#### SHORT TASK 1:
Answer these questions about the blog post on Bangalore and Chennai:
(a) Which city does the writer say seems to have better order within the madness?
(b) How many rupees did the driver have in his savings account when he hoped to get a bank loan?
(c) About how much did the driver say he would have to pay back to the money lender, and over what period?

#### TEXT SHOWN:
'''

Wednesday, January 28, 2009

Muddling through chaos

For the past few weeks, I've been getting used to the chaos that is India. Our return to the US has been temporarily delayed, but we hope that issue is taken care of soon enough. Till then though, I'm having as much fun here as possible, while shuttling between Bangalore and Chennai. It has been a few years since I last visited India, and all I can say is that years of pathetic administration continue to run down Bangalore. Chennai, while also bursting in its seams, seems to have better order within the madness. Exchange the bus drivers and climate of Bangalore with Chennai, and you end up with a city that wins hands down over Bangalore. It is amazing how quickly weak administrations can ruin something that is good.

******

While I try to get back to regular blogging (with perhaps some observations from India) here's a story I'll leave you with.

I happened to sit in an autorickshaw in Chennai that was being driven by an extremely chatty driver. Never someone to resist conversation, I probed him on with questions, which he was only too happy to answer. Now, there are thousands of autorickshaws in Chennai ferrying passengers across town, and fleecing them without ever bothering to turn on that meter. I usually consider them to be rogues and thieves. But there are stories behind their lives as well. Only some of the autodrivers actually own the auto that they drive, with most of them renting the auto from auto owners for a large sum. The ones that do own their own autos though don't have it easy. This driver was particularly happy that day because he had just finished paying the entire cost for the auto, and was now an independent auto owner. To prove it, he showed me his freshly minted receipt of payment.

So I asked him how he could afford to buy me an auto, and he told me his tale. He used to be a vegetable seller (as proof we whizzed past some vegetable vendors, he yahooed them, and then told me that was his brother-in-law and family, who still continued the family trade), and then decided to buy an auto. He first wanted a bank loan, so opened a savings account in the bank. He had some 5000 rupees in it, and thought that was good enough to get a loan. But the bank wanted collateral (or at least a minimum savings balance of rupees 60000). So he said goodbye to the bank, and found a money lender, who willingly gave him the money (with the auto itself taken as collateral). Now this poor guy has to pay some ridiculous amount as interest. He didn't know the exact percentage, but said that his total loan was about rupees 120000, and he would have to pay around rupees 175000 back to the money lender, over a period of some 5 years. That was his scratchpad calculation, though if he didn't pay that up in 5 years, even that sum would skyrocket.

'''

#### SHORT TASK 2:
Put the rows between the line holding "Find the white" and the line holding "152], [226, 153]]]", inclusive, into a numbered list with blank lines left out.

(Labeling and segmentation records)
'''

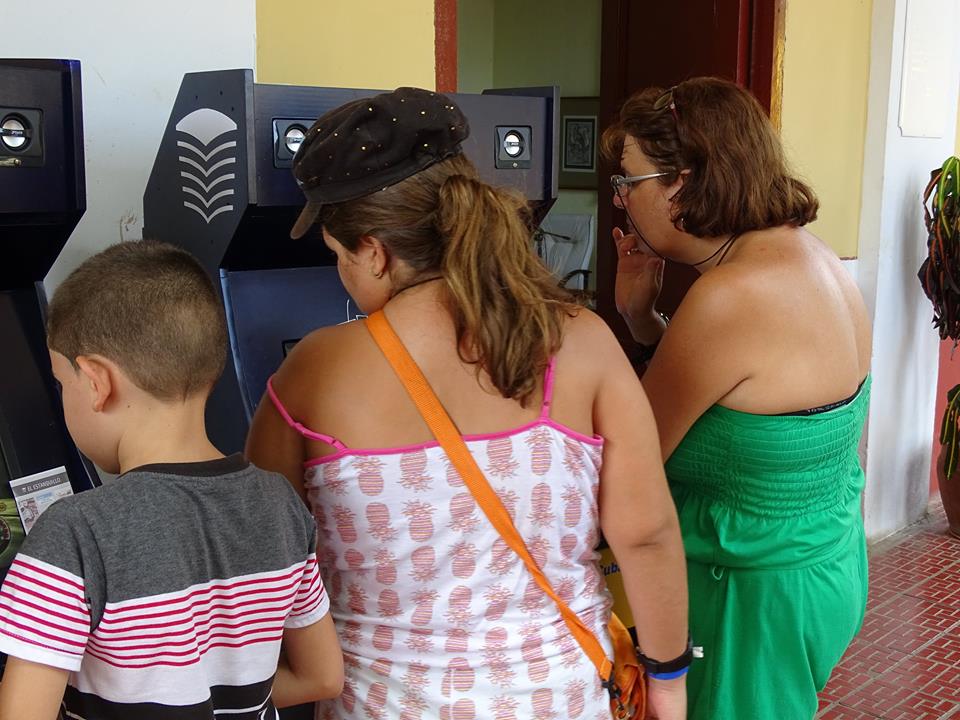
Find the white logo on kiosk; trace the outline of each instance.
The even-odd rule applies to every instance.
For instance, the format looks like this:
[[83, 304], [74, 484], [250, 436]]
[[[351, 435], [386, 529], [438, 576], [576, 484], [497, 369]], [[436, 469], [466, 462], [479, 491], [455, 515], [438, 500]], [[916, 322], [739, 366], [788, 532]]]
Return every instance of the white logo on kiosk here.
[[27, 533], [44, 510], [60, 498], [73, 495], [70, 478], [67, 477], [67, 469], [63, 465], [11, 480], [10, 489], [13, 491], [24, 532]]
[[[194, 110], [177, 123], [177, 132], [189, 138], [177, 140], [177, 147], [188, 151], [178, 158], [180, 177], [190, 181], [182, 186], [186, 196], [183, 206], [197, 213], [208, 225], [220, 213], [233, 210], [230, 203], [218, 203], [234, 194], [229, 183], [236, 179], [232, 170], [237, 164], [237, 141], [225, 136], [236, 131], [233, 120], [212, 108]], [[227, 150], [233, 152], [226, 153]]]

'''
'''

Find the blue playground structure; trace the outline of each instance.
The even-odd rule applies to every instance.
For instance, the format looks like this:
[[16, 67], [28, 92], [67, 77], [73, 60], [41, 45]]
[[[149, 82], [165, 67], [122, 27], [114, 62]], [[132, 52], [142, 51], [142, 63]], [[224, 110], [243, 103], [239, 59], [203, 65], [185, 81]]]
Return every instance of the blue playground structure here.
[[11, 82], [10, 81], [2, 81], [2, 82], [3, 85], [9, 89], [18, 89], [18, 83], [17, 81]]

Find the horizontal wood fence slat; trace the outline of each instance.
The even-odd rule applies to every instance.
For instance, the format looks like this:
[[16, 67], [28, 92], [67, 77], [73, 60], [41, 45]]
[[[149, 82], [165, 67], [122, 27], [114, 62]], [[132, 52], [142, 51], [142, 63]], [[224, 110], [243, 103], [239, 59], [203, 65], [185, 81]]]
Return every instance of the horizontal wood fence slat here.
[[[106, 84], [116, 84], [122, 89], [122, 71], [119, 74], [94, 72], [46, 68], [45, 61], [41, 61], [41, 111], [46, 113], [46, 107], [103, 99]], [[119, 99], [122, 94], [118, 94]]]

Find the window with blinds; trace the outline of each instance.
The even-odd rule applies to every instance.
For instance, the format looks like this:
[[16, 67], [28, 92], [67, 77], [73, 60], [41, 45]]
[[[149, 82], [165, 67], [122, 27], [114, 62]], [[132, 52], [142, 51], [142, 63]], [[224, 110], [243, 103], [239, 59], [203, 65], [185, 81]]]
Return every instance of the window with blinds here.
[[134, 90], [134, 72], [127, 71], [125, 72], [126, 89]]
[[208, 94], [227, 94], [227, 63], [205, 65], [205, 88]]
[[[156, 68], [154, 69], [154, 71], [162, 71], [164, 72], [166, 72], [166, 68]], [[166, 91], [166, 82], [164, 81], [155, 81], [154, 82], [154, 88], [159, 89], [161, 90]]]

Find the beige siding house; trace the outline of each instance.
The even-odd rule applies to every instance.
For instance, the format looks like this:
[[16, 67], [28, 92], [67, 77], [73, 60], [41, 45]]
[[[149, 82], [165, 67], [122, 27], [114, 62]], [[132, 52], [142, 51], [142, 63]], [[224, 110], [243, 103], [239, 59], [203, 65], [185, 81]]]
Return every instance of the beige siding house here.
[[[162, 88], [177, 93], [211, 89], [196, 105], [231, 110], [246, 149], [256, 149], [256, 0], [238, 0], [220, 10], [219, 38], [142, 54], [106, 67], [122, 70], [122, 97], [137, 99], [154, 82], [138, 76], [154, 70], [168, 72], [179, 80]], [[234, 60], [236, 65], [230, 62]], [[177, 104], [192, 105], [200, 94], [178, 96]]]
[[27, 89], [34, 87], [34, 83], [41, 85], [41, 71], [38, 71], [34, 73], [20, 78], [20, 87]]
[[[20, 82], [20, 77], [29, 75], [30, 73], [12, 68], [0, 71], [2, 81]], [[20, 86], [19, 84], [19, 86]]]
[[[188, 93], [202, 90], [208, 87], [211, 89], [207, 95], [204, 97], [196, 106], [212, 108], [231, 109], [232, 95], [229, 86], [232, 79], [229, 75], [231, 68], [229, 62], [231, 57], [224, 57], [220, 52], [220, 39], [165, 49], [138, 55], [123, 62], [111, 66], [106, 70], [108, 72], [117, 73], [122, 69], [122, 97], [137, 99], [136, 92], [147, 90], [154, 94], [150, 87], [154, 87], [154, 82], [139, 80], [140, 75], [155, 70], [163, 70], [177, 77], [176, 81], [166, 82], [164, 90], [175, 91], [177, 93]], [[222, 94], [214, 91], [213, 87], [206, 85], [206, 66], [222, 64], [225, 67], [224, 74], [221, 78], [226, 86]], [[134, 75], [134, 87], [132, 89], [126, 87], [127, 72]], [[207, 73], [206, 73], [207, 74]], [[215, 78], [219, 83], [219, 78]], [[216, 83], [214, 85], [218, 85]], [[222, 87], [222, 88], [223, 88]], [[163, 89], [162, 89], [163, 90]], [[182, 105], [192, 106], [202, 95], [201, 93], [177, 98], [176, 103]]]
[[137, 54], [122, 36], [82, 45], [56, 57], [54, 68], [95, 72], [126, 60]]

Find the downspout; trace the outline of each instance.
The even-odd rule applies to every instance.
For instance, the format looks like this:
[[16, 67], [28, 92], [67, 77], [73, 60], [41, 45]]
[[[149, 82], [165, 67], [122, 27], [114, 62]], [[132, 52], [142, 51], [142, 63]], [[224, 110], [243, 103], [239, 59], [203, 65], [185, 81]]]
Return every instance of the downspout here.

'''
'''

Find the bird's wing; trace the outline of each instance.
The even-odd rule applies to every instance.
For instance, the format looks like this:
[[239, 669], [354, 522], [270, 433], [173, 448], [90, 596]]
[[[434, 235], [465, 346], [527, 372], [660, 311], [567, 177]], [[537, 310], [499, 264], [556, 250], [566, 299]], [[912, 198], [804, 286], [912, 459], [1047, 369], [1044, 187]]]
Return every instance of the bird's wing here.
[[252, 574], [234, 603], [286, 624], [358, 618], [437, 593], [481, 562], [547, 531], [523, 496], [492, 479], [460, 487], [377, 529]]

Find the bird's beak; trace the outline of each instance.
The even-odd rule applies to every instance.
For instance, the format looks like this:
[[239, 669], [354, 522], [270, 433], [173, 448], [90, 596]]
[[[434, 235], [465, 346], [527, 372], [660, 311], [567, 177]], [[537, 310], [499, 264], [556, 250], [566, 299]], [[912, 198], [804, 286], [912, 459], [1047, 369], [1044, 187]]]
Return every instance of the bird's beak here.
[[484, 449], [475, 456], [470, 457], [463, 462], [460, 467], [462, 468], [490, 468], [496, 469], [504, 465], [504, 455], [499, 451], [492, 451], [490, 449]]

'''

#### CORRECT OUTPUT 1:
(a) Chennai
(b) Some 5000 rupees
(c) Around rupees 175000, over a period of some 5 years

#### CORRECT OUTPUT 2:
1. Find the white logo on kiosk; trace the outline of each instance.
2. The even-odd rule applies to every instance.
3. For instance, the format looks like this:
4. [[83, 304], [74, 484], [250, 436]]
5. [[[351, 435], [386, 529], [438, 576], [576, 484], [497, 369]], [[436, 469], [466, 462], [479, 491], [455, 515], [438, 500]], [[916, 322], [739, 366], [788, 532]]]
6. Return every instance of the white logo on kiosk here.
7. [[27, 533], [44, 510], [60, 498], [73, 495], [70, 478], [67, 477], [67, 469], [63, 465], [11, 480], [10, 489], [13, 491], [24, 532]]
8. [[[194, 110], [177, 123], [177, 132], [189, 138], [177, 140], [177, 147], [188, 151], [178, 158], [180, 177], [190, 181], [182, 186], [186, 196], [183, 206], [197, 213], [208, 225], [220, 213], [233, 210], [230, 203], [218, 203], [234, 194], [229, 183], [236, 179], [232, 170], [237, 164], [237, 141], [225, 136], [236, 131], [233, 120], [212, 108]], [[227, 150], [233, 152], [226, 153]]]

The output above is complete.